TASK PROMPT.
Every line below should be copied exactly; drop the pictures.

Region pointing data:
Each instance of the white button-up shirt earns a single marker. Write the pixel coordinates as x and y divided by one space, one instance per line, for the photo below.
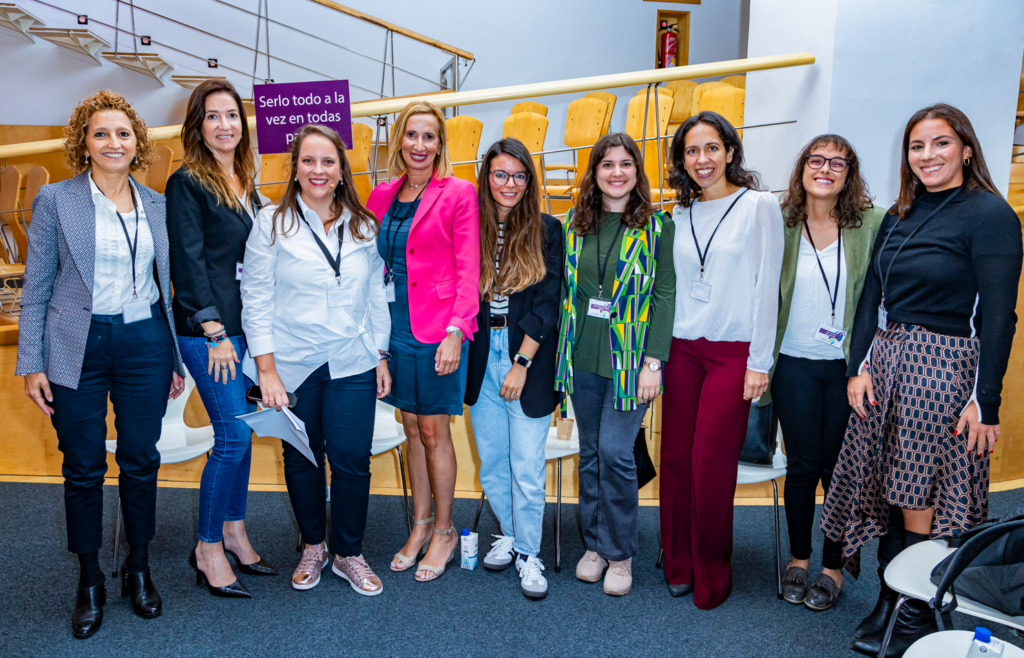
285 306
112 280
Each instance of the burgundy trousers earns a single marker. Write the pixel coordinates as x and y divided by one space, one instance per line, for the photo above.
702 432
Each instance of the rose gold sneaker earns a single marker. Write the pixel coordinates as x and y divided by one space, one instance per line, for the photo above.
306 575
358 574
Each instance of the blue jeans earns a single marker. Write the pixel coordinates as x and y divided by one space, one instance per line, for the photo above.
224 486
511 448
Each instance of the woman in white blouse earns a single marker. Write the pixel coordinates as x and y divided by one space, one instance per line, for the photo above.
726 309
315 317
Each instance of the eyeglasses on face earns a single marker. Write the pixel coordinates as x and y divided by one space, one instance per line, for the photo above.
837 165
520 178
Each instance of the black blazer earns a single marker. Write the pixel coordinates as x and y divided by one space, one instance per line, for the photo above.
532 312
207 239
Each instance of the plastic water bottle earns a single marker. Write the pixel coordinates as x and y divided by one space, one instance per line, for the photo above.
984 645
468 550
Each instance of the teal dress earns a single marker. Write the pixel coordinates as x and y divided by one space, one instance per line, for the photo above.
416 387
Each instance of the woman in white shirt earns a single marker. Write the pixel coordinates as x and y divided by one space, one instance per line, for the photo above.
315 317
726 309
830 225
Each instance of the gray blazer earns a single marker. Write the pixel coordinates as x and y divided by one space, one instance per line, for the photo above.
56 300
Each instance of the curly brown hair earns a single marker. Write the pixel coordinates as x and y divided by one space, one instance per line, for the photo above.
852 201
79 123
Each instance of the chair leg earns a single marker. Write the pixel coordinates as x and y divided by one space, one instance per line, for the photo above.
558 521
479 509
778 550
892 624
117 540
404 489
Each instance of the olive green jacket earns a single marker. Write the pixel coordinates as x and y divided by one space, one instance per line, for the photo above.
857 247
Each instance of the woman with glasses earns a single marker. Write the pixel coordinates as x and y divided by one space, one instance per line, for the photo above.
510 386
829 229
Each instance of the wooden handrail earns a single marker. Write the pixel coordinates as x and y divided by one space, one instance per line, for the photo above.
355 13
390 105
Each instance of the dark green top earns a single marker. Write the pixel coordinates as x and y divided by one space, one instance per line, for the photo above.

EXERCISE RESPONSE.
Each instance of the white button-up shirt earns a single marker. Write the pixel coordinates as x and y divided by one space, one instance per line, for the photo below.
285 306
112 280
Each instance of the burgundy trousers earns a single marker. Write the pixel coordinates as x and y divided by one space, one instance per line, for the photo above.
702 432
Each instance of the rose gold sneaker earns a single marker. Write the pixel coordinates as x and y divided by one space, one instance per line, for the photo above.
306 575
358 574
Each instance of the blue jeans earns a single marker. Write the pixel coordinates as x and y divided by one space, one instance per line, for the photo above.
224 486
511 448
Each instance of the woman in white blouse earns a single marker. Write the pixel coordinates as x and y divided by one space, one instance per line, for the photo above.
726 309
315 317
Each instance of the eyeglasses on face earns a single marker. Write the pixel coordinates as x and y divided by one space, one instance per line, for the photo above.
837 165
520 178
Each instance of the black blazer earns a single marker. Write the pixel coordinates as x and y divided by one space, one instance per line, for the photo above.
532 312
207 239
Each instance of the plastic water bottle earns a single marker. Write the pixel coordinates as x and y divided by one space, one instance per line, for the photo above.
984 645
468 550
Each instance of the teal dress earns a single marker. Write the pixel coordinates as x and y divided by one space, one instance per line, for the photo above.
416 387
Each instance of the woman in white shirt earns a single marker. Write the pixel coordinates as x and y divided by one space, one instance per line, for the photo above.
315 317
726 309
830 225
Each instance of the gray blazer earns a single marker. Write the pixel coordinates as x and y divided by one space, one instance per line, for the photo above.
56 300
Each instance of the curly brown hair earns a single marker. Write the pixel coordinates as x and y divided by one space, one instance per line, for the photo above.
852 201
79 123
Each instance of the chair leg earns a single marker. Write the pixel coordinates as x and y divided by one space, one instance per line, for the photo above.
558 521
479 509
778 550
892 624
117 540
404 489
Each instance of the olive green jacket earns a single marker. Write the pixel coordinates as x and y divided by one space, one instance per line, for the photo above.
857 247
Each instance of the woman with glasses earns a single marker. Write the pixel coordinates as x and y divided by one space, one instance per line, for the photo above.
510 386
829 229
Each instance of the wooden handrail earns a single marker. Write the pixel coordinates as x and y divided by one space, one instance per line, for the photo above.
355 13
390 105
Each instance of the dark green top earns a single marker. Write the pixel coordinates as x and y divided by one space, one instance per line, for the photo above.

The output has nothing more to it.